* Extrait du document:
La protection statutaire du locataire commerçant mise à mal en cas de faillite du bailleur !

La procédure collective d’un bailleur a pu être considérée comme un cas d’école mais cette hypothèse est moins rare au cours des crises économiques et elle soulève des difficultés juridiques mais surtout génère des conséquences économiques dévastatrices pour le locataire qui peut perdre son bail commercial en quelques semaines !

Le droit des procédures collectives, qui restreint certains droits fondamentaux et libertés, tel que le droit de propriété et la liberté contractuelle, n’épargne pas non plus le statut protecteur d’ordre public du locataire quand il s’agit de la faillite du bailleur.

Sur l’année 2020, on relève ainsi 560 procédures ouvertes à l’encontre de sociétés civiles immobilières (qui ne constituent qu’une partie des bailleurs) sur un total de 40 027 procédures[1].

 Un des dossiers les plus marquants a été, lors de la crise de 2008, celui de la restructuration de la société HEART OF LA DEFENSE propriétaire de locaux de bureaux à La Défense[2]. D’autres affaires plus anciennes peuvent être citées comme la liquidation judiciaire de la société INTERFACE IMMOBILIERE SAIACU, bailleur du groupe SARION-FLAMMARION dans les années 2000[3] ou encore celle de LA SOCIETE D’ECONOMIE MIXTE SPORTIVE DE MERIGNAC à la fin des années 90.

Cette situation pourrait devenir plus courante dans les mois à venir puisque les bailleurs font face à de nombreux loyers impayés, qu’ils ne sont pas certains de recouvrer en raison du peu de solvabilité de leurs locataires et/ou des contentieux sur l’exigibilité des loyers pendant les périodes de fermetures administratives. 

Il faut ajouter à ce phénomène le départ de certains locataires et la faible demande sur le marché de l’immobilier commercial qui pourraient causer la vacance de nombreuses surfaces et la chute des loyers.

Le premier réflexe pour le locataire, afin de préserver ses droits, sera de déclarer les créances antérieures à l’ouverture de la procédure collective qu’il détient à l’encontre du bailleur. Parmi ces créances, on retrouve notamment le dépôt de garantie, mais aussi les éventuelles créances correspondant à des carences du bailleurs, par exemple l’inexécution de travaux dans les locaux loués ou encore l’indemnité d’éviction en cours de fixation.

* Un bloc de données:
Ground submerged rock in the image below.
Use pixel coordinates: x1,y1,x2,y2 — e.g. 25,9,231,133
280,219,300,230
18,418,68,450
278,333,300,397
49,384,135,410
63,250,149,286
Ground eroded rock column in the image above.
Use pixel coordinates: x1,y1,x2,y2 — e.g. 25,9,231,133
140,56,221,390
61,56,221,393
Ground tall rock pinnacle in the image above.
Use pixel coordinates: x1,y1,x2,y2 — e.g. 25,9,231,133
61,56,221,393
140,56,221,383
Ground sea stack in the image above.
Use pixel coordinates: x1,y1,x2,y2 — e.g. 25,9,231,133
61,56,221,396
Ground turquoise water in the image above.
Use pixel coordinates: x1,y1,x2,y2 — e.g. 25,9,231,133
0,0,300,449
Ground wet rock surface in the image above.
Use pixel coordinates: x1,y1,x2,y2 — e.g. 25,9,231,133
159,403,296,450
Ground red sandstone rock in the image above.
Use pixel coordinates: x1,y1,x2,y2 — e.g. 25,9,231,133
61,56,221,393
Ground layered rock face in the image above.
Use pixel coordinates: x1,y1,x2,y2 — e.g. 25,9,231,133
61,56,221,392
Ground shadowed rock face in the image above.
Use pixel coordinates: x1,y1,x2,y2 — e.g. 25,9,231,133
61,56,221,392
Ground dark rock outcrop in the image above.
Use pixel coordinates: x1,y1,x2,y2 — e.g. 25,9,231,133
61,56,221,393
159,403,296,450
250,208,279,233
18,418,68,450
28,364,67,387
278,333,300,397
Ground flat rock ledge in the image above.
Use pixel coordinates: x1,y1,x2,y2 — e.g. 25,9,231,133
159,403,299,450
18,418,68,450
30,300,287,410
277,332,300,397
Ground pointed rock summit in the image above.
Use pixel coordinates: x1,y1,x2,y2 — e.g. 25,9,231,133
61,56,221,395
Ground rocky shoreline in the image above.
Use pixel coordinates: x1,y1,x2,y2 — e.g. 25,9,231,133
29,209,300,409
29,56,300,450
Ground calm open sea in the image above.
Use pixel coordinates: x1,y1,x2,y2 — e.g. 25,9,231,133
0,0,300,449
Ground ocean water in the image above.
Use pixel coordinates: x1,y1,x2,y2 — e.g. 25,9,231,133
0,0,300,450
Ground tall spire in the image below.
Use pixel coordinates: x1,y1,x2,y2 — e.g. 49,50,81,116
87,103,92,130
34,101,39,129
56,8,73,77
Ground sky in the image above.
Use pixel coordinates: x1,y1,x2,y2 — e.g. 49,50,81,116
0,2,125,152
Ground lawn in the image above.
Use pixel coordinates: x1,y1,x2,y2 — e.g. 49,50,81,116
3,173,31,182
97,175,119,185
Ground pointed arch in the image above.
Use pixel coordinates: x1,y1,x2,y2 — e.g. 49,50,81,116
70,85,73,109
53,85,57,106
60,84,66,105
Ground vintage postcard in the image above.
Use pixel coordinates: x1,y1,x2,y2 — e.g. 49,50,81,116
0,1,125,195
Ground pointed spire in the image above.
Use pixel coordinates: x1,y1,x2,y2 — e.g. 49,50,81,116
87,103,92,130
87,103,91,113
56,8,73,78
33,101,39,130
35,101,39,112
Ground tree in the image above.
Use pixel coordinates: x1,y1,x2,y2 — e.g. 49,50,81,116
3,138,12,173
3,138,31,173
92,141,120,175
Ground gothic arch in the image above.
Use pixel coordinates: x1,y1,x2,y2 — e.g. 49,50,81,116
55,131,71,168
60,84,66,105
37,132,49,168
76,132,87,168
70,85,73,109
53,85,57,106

* Ensemble des tâches:
A – D'après l'extrait consacré à la faillite du bailleur, combien de procédures ont été ouvertes en 2020 à l'encontre de sociétés civiles immobilières ?
B – Recopiez à l'identique le passage de l'extrait consacré à la faillite du bailleur compris entre « La procédure collective d’un » et « faillite du bailleur. », bornes incluses.

* Réponses aux tâches:
A – 560 procédures, sur un total de 40 027.

B –
La procédure collective d’un bailleur a pu être considérée comme un cas d’école mais cette hypothèse est moins rare au cours des crises économiques et elle soulève des difficultés juridiques mais surtout génère des conséquences économiques dévastatrices pour le locataire qui peut perdre son bail commercial en quelques semaines !

Le droit des procédures collectives, qui restreint certains droits fondamentaux et libertés, tel que le droit de propriété et la liberté contractuelle, n’épargne pas non plus le statut protecteur d’ordre public du locataire quand il s’agit de la faillite du bailleur.